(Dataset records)

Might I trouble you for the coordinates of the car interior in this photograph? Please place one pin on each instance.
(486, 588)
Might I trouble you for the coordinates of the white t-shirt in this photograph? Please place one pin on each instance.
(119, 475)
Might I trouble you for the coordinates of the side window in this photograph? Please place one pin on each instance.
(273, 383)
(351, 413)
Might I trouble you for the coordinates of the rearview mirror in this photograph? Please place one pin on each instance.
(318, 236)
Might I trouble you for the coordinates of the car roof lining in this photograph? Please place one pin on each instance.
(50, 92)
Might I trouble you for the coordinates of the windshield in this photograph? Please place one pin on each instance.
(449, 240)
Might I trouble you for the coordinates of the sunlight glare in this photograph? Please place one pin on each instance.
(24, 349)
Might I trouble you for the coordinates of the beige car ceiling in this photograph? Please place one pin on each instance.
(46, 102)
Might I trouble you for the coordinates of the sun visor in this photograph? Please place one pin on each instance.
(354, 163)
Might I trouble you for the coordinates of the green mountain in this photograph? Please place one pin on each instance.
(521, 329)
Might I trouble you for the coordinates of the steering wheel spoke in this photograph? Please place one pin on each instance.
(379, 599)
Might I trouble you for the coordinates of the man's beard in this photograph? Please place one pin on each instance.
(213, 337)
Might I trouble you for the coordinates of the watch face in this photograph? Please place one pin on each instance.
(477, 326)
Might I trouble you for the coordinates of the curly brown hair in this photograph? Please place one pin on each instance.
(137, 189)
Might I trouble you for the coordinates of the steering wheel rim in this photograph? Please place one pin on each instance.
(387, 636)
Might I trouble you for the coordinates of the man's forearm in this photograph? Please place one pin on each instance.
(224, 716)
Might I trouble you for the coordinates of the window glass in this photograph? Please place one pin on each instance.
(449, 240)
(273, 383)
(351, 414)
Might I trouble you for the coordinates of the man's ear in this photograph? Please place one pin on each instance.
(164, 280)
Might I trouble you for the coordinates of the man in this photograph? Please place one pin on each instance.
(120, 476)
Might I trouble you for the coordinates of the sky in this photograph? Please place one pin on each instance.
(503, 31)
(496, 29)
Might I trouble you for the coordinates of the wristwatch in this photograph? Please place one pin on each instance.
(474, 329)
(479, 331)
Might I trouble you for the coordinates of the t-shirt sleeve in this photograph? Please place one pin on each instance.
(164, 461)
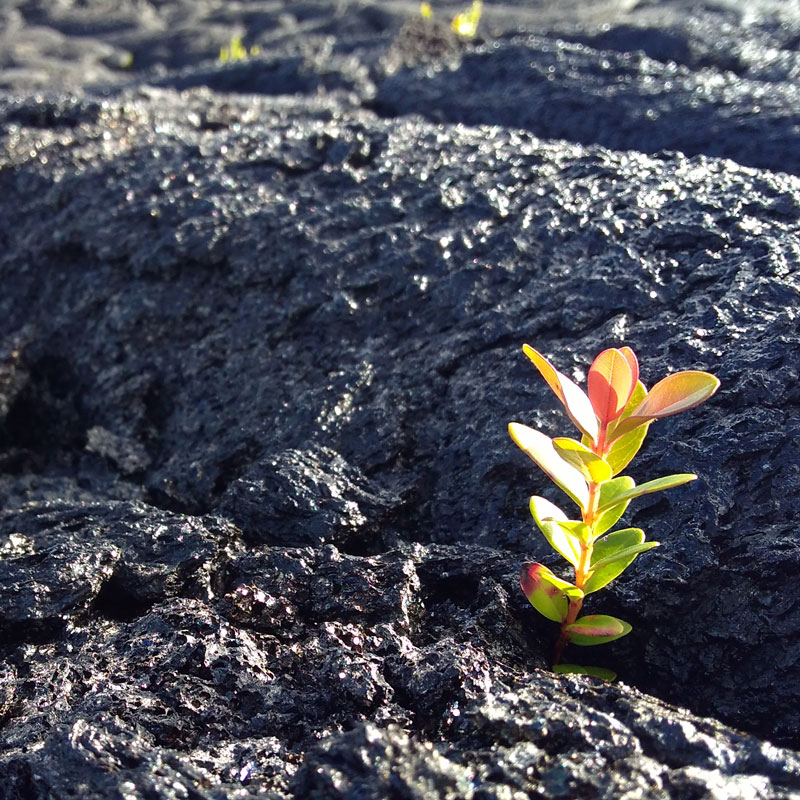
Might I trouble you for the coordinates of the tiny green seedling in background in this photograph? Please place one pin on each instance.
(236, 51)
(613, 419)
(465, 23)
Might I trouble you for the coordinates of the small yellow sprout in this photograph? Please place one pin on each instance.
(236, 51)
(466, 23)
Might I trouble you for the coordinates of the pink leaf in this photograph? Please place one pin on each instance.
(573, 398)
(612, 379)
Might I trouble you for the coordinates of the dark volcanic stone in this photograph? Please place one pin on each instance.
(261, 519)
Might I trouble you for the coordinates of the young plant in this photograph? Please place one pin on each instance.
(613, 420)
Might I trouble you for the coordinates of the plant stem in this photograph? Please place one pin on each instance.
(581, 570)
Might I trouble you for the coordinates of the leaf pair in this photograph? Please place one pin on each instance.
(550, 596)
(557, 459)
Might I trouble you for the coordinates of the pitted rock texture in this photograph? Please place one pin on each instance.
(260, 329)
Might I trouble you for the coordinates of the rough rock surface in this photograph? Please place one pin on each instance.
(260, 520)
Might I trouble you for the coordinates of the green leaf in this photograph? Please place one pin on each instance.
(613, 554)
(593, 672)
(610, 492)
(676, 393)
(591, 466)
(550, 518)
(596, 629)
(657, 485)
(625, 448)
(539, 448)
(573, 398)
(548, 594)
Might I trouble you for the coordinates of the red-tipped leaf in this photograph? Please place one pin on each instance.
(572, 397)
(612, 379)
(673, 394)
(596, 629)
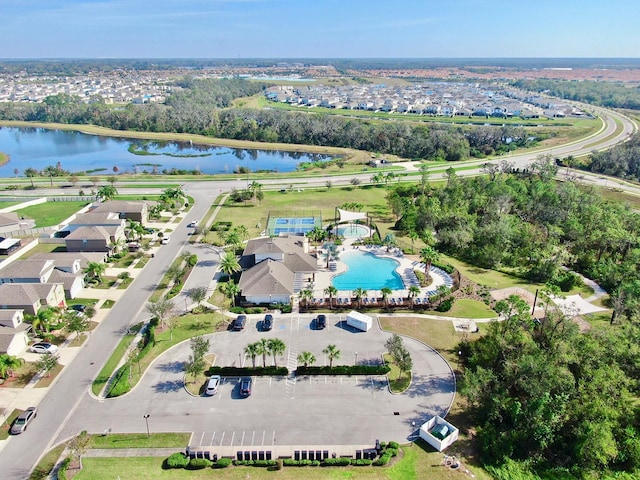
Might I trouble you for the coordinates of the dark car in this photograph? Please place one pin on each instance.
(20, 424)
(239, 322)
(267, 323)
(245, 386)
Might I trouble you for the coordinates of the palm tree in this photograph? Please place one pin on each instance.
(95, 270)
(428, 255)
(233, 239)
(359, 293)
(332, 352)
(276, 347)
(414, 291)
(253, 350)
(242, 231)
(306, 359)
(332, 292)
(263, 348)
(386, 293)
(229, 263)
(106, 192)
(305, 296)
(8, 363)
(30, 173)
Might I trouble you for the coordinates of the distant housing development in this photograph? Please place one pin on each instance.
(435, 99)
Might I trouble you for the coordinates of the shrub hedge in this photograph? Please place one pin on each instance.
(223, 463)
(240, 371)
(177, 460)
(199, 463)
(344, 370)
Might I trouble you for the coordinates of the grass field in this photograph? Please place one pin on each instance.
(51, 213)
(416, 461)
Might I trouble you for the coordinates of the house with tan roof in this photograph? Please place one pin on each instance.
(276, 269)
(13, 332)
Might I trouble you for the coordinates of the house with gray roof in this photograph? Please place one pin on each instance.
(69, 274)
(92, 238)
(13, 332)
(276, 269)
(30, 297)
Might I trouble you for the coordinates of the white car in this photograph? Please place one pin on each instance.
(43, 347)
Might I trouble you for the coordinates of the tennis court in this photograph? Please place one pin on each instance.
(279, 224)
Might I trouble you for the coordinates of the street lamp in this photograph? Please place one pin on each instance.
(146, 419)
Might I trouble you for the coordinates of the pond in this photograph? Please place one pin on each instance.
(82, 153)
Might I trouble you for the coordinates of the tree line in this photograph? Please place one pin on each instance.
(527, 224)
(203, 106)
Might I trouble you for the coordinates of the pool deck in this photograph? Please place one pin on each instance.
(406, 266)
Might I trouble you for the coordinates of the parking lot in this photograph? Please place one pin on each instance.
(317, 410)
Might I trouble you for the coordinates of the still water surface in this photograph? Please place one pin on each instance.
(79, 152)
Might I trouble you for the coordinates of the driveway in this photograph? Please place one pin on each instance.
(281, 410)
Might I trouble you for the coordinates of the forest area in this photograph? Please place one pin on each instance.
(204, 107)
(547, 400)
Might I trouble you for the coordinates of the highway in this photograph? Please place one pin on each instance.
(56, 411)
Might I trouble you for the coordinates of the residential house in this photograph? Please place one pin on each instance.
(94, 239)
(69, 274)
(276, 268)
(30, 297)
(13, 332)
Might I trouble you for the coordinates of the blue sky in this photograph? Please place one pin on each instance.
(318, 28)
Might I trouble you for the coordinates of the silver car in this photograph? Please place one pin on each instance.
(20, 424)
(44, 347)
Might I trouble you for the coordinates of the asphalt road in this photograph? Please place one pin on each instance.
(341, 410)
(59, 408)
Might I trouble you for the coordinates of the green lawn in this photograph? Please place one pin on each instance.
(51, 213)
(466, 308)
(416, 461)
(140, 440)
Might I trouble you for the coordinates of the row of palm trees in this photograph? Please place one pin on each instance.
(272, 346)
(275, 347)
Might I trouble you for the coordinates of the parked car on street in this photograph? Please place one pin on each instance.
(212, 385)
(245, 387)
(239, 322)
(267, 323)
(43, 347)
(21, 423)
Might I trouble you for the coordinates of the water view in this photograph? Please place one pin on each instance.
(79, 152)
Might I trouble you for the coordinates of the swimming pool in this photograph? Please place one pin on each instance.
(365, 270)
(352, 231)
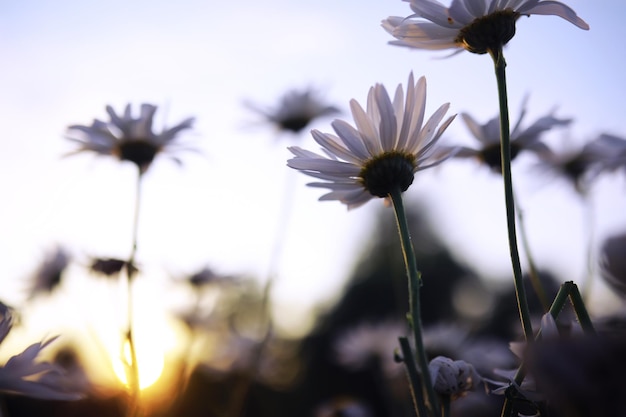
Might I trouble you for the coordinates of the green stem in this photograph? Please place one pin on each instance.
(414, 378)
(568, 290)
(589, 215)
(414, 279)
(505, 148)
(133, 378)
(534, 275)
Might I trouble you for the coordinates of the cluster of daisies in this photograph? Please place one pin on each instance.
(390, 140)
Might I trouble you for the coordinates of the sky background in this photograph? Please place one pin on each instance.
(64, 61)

--

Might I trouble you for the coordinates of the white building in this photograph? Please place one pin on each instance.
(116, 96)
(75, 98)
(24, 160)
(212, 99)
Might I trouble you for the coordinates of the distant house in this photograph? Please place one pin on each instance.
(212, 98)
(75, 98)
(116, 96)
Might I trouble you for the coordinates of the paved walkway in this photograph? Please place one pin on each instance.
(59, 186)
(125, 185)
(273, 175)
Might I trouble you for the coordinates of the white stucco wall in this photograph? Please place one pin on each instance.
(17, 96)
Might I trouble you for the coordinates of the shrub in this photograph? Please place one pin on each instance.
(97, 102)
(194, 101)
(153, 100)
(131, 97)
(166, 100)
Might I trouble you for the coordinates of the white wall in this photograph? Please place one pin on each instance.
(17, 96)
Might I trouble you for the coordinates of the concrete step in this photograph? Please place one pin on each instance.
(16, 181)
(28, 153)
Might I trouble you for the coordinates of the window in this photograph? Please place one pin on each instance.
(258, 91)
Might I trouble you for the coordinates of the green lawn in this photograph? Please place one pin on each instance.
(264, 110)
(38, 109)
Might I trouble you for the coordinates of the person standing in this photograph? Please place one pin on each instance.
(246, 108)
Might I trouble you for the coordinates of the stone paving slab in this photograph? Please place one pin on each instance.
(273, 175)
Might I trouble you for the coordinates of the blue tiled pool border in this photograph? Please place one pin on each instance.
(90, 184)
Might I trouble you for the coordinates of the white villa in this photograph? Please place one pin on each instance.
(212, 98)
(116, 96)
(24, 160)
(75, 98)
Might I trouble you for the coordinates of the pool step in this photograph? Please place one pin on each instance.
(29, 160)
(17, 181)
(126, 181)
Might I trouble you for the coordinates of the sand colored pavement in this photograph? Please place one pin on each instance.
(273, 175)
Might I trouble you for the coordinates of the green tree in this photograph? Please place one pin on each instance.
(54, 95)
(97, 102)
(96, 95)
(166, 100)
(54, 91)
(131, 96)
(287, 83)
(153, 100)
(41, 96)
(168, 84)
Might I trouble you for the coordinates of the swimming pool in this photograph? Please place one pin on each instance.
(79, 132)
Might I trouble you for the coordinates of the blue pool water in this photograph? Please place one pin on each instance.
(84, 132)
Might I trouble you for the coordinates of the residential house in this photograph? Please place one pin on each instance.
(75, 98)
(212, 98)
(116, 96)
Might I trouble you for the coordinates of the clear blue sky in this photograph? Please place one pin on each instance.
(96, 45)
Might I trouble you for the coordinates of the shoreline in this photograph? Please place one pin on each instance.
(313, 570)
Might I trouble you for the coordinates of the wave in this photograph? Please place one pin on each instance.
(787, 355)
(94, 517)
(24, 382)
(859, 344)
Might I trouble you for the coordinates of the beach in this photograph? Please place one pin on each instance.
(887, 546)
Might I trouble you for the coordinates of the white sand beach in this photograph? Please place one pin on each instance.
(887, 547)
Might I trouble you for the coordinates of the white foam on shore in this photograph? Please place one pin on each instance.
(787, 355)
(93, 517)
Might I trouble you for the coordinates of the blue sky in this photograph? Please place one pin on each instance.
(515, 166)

* * *

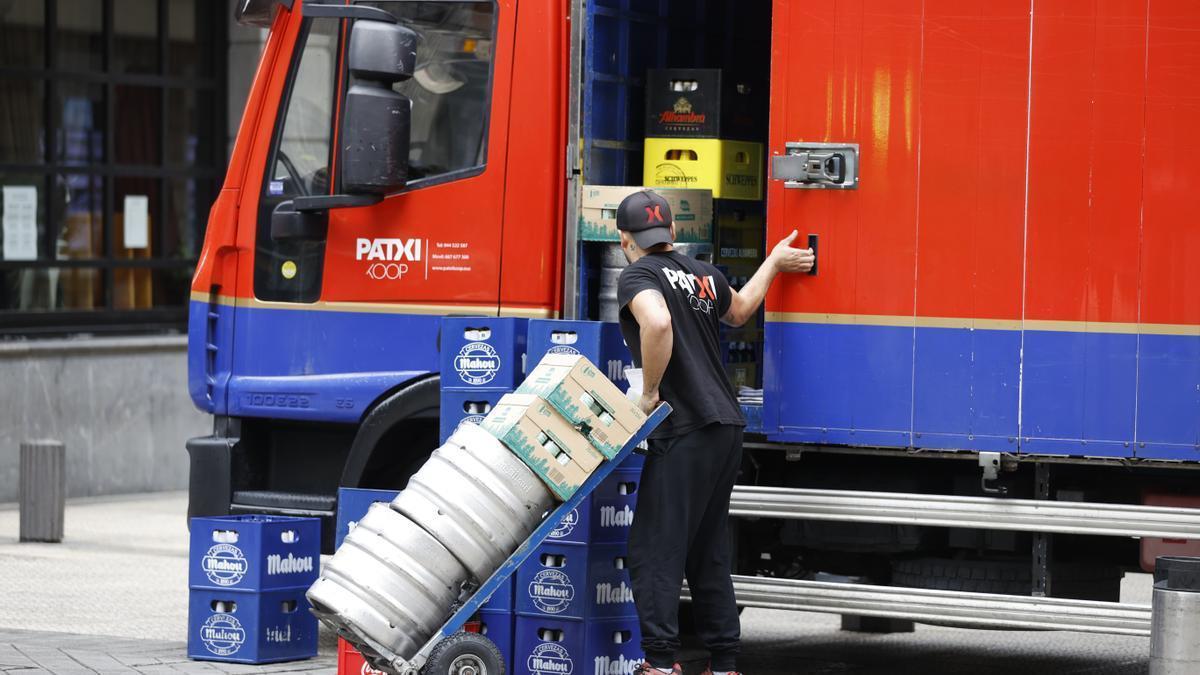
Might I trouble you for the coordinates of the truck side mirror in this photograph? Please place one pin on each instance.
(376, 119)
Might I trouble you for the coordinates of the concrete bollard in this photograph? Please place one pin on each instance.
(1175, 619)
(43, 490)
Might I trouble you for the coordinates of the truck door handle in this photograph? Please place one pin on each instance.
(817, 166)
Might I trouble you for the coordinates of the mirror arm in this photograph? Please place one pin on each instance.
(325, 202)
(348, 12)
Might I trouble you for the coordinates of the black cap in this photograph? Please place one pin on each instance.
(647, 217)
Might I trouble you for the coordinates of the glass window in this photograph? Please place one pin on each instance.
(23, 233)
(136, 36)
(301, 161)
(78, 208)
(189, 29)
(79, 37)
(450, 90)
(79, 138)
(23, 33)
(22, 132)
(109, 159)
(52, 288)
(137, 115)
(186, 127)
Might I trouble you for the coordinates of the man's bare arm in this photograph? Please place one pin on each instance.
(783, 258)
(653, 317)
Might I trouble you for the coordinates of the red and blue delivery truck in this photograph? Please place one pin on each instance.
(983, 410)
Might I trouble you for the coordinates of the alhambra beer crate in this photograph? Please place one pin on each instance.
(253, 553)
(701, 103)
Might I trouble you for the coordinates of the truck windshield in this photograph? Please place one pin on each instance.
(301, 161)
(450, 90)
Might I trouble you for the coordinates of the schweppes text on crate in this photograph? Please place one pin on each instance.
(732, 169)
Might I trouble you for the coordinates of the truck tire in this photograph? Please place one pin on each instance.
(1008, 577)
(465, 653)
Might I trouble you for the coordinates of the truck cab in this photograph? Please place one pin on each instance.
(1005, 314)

* **Requirements**: Show, in full, every line of the entries above that contains the word "sand".

* **Output of the exercise**:
Might I trouble you for the coordinates of the sand colored pavement in this photograph? Please place one pin on each instance.
Might I trouble you for the coordinates of the white sand beach in this photograph? Please place one pin on each instance.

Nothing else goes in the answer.